In the entries, find all lines that hold the word "metal" and copy them.
================================
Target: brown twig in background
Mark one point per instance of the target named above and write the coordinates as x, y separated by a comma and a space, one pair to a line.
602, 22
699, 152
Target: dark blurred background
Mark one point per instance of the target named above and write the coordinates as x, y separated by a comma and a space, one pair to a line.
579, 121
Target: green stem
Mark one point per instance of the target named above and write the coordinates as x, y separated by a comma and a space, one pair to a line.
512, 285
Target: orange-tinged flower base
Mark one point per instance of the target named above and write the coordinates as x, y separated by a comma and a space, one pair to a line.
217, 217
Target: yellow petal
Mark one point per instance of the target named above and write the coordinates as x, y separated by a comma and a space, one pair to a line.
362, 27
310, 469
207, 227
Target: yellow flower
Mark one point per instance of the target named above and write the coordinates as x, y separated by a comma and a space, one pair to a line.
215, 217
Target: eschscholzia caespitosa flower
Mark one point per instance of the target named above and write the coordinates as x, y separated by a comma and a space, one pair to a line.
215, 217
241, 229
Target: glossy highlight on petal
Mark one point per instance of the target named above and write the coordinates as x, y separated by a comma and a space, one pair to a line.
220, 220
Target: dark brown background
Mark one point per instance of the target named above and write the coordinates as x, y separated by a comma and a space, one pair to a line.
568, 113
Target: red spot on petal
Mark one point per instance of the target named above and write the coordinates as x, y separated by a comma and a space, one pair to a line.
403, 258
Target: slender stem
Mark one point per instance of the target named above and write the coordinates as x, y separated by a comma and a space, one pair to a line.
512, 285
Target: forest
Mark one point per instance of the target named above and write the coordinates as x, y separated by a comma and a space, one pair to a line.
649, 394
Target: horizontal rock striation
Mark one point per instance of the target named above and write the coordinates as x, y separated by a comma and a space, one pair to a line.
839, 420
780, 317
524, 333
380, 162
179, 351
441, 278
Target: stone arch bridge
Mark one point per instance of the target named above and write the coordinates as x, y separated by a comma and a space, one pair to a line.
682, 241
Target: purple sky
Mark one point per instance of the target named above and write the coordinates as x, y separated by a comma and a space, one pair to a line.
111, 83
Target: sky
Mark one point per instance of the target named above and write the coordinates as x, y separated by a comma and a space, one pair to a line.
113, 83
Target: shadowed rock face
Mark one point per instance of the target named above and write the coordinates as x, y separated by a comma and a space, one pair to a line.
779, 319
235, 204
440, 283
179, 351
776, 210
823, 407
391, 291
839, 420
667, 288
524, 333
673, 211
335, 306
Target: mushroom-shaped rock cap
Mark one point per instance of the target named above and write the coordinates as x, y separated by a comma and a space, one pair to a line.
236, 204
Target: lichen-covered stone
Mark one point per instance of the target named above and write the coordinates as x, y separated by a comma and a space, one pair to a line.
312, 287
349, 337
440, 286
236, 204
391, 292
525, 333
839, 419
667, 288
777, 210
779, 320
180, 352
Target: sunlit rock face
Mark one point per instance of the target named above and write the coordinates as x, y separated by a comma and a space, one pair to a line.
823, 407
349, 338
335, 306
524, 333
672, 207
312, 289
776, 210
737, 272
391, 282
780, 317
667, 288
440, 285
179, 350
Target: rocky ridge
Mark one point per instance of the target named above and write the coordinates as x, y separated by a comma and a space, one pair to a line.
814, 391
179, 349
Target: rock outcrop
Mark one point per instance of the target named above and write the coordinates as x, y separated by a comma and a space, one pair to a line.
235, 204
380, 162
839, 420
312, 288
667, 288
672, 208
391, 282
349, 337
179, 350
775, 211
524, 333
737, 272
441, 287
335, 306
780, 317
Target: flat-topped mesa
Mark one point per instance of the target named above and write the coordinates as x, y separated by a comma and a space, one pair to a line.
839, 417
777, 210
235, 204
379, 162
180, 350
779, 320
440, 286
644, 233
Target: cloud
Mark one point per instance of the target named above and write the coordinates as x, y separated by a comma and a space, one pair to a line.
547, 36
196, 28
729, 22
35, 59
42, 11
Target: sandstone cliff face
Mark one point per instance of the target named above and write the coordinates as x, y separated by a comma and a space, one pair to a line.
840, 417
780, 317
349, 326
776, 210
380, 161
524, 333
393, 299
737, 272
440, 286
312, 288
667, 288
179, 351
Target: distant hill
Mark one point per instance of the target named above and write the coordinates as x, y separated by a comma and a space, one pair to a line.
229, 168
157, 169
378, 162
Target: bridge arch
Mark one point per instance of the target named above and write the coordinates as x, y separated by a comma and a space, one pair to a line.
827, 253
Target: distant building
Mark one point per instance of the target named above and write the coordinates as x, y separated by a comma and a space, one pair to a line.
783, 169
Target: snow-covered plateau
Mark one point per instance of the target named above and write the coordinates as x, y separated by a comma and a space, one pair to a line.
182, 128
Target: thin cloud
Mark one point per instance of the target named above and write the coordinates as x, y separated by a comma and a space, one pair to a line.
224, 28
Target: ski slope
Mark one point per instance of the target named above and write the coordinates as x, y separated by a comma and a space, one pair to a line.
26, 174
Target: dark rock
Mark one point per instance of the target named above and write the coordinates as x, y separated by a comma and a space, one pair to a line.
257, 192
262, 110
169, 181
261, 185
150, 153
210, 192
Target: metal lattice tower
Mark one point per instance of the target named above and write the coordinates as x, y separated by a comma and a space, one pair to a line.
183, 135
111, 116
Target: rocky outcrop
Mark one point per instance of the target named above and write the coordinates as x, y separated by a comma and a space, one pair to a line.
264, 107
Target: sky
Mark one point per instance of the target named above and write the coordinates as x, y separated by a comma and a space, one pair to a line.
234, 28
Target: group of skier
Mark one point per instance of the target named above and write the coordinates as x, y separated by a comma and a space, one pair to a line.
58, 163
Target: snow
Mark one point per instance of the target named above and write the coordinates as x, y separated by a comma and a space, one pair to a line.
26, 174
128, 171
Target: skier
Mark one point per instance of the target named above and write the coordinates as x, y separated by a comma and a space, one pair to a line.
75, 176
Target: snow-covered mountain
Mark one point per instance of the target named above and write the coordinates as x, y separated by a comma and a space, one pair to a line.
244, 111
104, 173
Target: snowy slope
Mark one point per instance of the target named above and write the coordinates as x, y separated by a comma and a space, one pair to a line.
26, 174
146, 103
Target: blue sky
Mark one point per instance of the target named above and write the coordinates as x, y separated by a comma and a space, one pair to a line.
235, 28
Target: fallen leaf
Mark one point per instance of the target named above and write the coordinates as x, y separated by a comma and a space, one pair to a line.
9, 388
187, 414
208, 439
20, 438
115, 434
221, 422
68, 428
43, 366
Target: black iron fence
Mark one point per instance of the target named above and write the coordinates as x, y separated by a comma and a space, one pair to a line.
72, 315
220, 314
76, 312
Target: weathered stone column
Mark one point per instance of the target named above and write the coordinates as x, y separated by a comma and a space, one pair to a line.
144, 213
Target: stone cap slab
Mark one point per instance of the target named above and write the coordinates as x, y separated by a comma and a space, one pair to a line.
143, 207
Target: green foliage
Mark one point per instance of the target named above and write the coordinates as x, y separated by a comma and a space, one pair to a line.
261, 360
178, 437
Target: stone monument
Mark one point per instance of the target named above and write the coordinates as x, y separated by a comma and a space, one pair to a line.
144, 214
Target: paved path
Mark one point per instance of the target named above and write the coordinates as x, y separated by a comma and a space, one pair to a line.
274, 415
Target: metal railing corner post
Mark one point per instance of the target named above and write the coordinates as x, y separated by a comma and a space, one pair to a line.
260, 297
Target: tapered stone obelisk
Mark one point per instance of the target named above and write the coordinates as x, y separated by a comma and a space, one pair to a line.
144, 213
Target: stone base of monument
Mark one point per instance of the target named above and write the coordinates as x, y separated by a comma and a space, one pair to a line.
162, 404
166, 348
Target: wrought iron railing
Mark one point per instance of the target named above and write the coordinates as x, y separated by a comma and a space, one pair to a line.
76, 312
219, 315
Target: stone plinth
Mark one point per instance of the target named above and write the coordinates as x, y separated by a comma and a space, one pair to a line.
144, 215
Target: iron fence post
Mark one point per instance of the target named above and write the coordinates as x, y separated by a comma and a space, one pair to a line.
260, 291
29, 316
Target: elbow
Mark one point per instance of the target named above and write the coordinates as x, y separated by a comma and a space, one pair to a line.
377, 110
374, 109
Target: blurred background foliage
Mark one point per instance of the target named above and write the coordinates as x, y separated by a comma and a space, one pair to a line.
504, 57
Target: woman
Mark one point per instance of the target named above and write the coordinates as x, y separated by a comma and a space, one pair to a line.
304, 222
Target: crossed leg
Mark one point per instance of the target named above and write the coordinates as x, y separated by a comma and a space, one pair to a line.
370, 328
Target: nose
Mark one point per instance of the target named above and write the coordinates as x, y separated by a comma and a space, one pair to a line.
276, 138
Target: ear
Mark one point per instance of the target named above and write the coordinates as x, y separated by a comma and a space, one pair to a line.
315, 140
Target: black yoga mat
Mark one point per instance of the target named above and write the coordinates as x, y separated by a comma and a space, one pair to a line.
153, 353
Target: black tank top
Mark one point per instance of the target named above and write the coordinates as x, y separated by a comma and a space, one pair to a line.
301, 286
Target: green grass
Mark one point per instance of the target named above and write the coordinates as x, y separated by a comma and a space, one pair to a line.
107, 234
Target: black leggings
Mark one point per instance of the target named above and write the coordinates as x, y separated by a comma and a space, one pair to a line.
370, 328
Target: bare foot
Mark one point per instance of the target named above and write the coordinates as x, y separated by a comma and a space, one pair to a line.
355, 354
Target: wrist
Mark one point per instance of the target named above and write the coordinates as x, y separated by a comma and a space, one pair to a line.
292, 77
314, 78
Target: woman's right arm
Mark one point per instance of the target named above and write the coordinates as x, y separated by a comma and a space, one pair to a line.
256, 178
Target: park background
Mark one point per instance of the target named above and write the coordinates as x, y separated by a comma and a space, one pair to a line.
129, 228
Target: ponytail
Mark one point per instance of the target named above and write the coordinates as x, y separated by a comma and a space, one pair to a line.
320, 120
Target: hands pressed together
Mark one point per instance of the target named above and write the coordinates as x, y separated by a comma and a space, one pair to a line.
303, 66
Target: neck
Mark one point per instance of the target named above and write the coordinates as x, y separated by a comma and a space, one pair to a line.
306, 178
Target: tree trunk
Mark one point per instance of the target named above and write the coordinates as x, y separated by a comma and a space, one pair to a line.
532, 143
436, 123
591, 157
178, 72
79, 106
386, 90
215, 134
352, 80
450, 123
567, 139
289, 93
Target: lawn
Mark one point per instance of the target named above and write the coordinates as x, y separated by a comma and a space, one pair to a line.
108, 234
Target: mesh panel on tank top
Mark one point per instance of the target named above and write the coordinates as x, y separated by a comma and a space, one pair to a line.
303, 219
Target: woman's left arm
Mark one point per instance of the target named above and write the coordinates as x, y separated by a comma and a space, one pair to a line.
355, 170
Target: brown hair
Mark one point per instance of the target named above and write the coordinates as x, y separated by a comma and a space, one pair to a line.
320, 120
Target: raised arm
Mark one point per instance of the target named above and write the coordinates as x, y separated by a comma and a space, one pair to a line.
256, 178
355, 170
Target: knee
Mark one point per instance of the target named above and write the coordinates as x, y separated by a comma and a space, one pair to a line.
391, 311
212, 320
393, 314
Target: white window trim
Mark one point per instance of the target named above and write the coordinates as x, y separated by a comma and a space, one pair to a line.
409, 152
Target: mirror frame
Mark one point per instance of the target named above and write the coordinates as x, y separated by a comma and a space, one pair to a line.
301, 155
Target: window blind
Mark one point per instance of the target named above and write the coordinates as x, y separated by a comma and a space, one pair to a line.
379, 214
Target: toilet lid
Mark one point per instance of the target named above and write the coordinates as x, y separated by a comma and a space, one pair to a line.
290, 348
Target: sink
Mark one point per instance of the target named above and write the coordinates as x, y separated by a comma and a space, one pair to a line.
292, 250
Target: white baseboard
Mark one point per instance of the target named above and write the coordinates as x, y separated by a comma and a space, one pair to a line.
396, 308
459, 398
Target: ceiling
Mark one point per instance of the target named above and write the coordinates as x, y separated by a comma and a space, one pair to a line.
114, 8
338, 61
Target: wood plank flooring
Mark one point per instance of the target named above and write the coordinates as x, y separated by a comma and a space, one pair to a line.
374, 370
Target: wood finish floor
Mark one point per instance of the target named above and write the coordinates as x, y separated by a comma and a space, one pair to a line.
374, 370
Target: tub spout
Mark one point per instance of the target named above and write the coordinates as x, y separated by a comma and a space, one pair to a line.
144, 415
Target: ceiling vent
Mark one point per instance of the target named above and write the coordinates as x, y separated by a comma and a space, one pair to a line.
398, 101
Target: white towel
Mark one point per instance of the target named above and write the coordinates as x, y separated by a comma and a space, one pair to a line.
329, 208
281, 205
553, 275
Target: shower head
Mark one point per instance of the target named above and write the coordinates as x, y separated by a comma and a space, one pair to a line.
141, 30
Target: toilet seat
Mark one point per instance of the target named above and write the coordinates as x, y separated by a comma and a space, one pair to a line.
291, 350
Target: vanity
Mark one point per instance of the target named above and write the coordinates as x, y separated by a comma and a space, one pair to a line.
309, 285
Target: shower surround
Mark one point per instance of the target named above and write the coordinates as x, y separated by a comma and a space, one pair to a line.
================================
Response area:
Target: metal lattice tower
Target: metal railing corner post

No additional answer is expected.